Vale lembrar que as características simbólicas dessa cidade são princípios espirituais a serem estabelecidos na Igreja e eles serão vistos, em seu pleno significado, no futuro, na glória.
Na descrição de João (vs 9-27) temos portas, pérolas, nações e reis. Sabemos que as entradas e saídas de uma cidade são realizadas através de suas portas, que são a ligação entre as nações e a cidade.
Pelo restante do relato sabemos que a cidade é uma fonte de vida e saúde para as nações, então podemos considerar que essas portas possibilitam o acesso à um ministério visível de vida. Certamente, essa é uma figura do grande ministério que a igreja é chamada a cumprir.
O povo de Deus tem uma vocação eterna: ser um caminho ou um meio, um vaso, para derramar vida para as nações.
Esse povo é tornado num vaso formado e preparado para a bênção das nações, e essas nações, em retribuição, trazem à cidade suas riquezas. Foi por meio da igreja que eles puderam receber o bem da vida, da graça e da plenitude.
Quando os reis das nações trazem sua glória, seus tributos e suas riquezas à cidade é como um reconhecimento, é como se, com efeito, afirmassem: “Obtivemos isso por sua causa. Podemos reconhecer isso e pagamos um tributo de gratidão, colocamos nossa glória sobre a graça de Deus, que foi tão grandemente manifestada através de vocês”.

Dados de entrada -
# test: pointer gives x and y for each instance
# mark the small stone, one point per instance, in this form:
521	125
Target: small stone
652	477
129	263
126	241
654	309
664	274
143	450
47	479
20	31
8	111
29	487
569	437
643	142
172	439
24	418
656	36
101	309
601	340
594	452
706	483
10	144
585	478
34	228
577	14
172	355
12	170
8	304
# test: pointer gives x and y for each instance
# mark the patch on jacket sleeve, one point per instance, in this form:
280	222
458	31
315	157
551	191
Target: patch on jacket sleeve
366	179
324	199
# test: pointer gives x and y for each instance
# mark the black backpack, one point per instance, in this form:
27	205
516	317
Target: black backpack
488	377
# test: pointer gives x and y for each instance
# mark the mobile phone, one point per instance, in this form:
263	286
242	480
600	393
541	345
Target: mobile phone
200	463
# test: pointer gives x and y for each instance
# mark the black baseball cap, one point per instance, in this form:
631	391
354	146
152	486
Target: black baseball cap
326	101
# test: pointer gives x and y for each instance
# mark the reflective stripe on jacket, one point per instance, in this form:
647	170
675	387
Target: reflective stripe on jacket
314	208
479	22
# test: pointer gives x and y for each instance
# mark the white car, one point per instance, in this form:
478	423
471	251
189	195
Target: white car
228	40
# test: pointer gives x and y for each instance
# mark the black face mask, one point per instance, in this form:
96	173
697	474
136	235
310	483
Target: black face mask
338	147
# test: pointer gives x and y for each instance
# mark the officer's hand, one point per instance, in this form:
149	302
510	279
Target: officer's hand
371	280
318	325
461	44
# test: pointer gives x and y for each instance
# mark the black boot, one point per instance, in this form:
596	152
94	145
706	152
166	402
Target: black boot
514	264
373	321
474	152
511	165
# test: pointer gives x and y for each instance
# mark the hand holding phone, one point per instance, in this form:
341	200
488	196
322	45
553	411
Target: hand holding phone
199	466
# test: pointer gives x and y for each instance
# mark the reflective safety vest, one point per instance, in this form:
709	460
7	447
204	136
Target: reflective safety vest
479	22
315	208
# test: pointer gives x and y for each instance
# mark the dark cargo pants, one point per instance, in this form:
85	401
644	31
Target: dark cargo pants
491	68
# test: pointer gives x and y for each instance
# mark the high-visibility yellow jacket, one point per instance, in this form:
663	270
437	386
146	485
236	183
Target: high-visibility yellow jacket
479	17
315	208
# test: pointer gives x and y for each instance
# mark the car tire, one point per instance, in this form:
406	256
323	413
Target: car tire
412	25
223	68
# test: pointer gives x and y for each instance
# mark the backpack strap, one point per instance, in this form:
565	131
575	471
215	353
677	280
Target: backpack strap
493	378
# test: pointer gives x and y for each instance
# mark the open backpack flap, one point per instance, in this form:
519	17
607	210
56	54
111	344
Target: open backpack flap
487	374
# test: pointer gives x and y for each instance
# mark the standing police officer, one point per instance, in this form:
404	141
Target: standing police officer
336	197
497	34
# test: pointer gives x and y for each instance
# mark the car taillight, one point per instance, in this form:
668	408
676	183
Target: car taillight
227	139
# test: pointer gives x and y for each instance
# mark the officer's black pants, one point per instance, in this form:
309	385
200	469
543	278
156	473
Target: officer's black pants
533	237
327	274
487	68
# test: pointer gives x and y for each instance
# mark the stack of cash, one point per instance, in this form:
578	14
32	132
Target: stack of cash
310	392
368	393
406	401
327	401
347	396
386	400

Tarefa A -
No texto extraído, o que as nações trazem à cidade em retribuição?
Tarefa B -
Conte as linhas dos registros que contêm a palavra "open" e informe apenas o número.

Resposta correta A -
Suas riquezas.

Resposta correta B -
2